Activity :: Transcribe the records below in full; pictures stay out of the copy.

Records supplied ::
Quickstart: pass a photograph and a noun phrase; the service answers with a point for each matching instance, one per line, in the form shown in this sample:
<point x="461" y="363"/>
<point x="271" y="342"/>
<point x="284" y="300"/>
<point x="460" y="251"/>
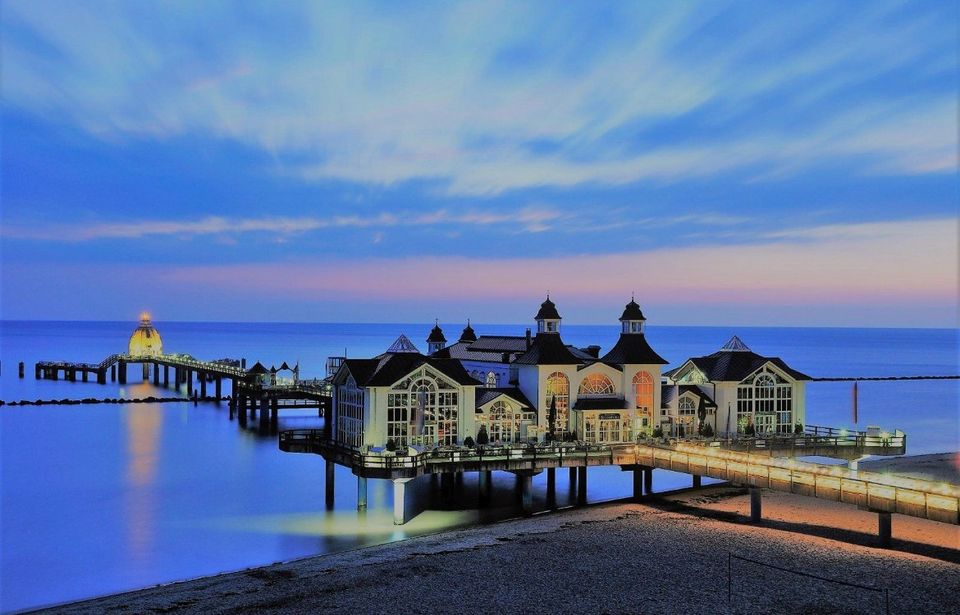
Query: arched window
<point x="558" y="389"/>
<point x="643" y="396"/>
<point x="596" y="384"/>
<point x="503" y="424"/>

Solved exercise ::
Quickstart: pass a photograph and a noun phrase; the service answers with a point for each matching instance, one per line, in the form shown in this sample:
<point x="461" y="363"/>
<point x="271" y="342"/>
<point x="284" y="300"/>
<point x="460" y="251"/>
Query: arched window
<point x="558" y="389"/>
<point x="643" y="396"/>
<point x="596" y="384"/>
<point x="503" y="424"/>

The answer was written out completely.